_What you should do:_ Beginning with the line that mentions "Mark a point on each instance of the alloy", reproduce every line through the last line of the entries, exactly, and only those.

═══ Extracted material ═══

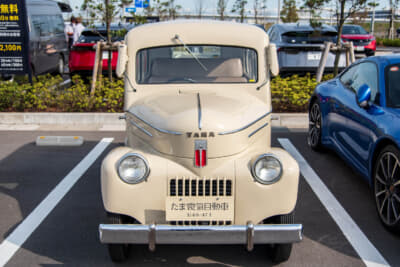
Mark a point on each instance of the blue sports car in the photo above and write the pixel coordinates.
(357, 114)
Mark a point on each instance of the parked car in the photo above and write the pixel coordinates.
(357, 114)
(363, 41)
(300, 47)
(47, 43)
(197, 166)
(83, 54)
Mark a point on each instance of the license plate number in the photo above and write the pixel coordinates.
(199, 208)
(314, 56)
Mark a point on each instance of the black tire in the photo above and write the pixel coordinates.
(281, 252)
(117, 252)
(387, 187)
(314, 127)
(60, 65)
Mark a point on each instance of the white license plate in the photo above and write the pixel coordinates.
(105, 55)
(314, 55)
(199, 208)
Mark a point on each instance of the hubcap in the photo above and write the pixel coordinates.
(314, 127)
(387, 189)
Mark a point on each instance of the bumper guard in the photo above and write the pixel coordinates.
(249, 234)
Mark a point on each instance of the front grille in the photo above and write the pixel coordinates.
(200, 187)
(359, 42)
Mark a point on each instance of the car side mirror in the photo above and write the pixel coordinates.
(272, 57)
(363, 95)
(122, 60)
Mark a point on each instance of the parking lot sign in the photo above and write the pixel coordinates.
(142, 3)
(14, 37)
(130, 9)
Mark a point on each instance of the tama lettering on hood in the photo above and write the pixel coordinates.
(200, 134)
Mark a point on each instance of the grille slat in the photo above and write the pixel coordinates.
(200, 187)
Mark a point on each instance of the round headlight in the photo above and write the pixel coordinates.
(133, 168)
(267, 169)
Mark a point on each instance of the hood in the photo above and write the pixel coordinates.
(358, 36)
(173, 122)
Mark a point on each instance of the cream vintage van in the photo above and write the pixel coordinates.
(198, 166)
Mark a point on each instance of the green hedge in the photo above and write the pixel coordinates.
(289, 94)
(388, 42)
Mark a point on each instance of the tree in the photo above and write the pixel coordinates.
(221, 8)
(240, 7)
(346, 9)
(159, 9)
(393, 6)
(313, 7)
(351, 6)
(171, 9)
(256, 7)
(289, 11)
(105, 11)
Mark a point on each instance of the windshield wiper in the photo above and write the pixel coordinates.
(190, 52)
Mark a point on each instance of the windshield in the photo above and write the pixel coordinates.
(353, 30)
(393, 86)
(93, 36)
(196, 64)
(309, 37)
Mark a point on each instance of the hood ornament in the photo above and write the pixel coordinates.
(200, 153)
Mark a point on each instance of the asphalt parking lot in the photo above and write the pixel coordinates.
(68, 235)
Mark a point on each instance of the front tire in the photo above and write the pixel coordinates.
(60, 65)
(117, 252)
(387, 187)
(281, 252)
(315, 127)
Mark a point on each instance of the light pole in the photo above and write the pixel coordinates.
(279, 12)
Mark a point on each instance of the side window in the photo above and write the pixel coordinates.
(57, 24)
(347, 78)
(367, 73)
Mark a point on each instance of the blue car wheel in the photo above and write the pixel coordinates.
(387, 187)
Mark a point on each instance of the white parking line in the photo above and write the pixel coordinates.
(15, 240)
(365, 249)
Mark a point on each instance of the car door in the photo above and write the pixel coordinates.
(359, 132)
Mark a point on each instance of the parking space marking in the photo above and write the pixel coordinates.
(365, 249)
(15, 240)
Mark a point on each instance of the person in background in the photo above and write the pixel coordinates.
(69, 31)
(78, 29)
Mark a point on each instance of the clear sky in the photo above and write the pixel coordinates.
(192, 6)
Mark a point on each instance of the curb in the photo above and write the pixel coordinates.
(31, 121)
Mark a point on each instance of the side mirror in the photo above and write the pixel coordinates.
(363, 95)
(122, 60)
(272, 57)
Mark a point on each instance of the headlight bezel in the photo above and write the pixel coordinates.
(258, 179)
(128, 155)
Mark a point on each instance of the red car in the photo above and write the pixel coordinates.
(82, 54)
(363, 41)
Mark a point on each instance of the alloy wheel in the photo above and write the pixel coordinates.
(387, 188)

═══

_Solution to the exercise:_
Mark a point on each instance of the alloy wheel in the photo above and write the pixel coordinates.
(387, 188)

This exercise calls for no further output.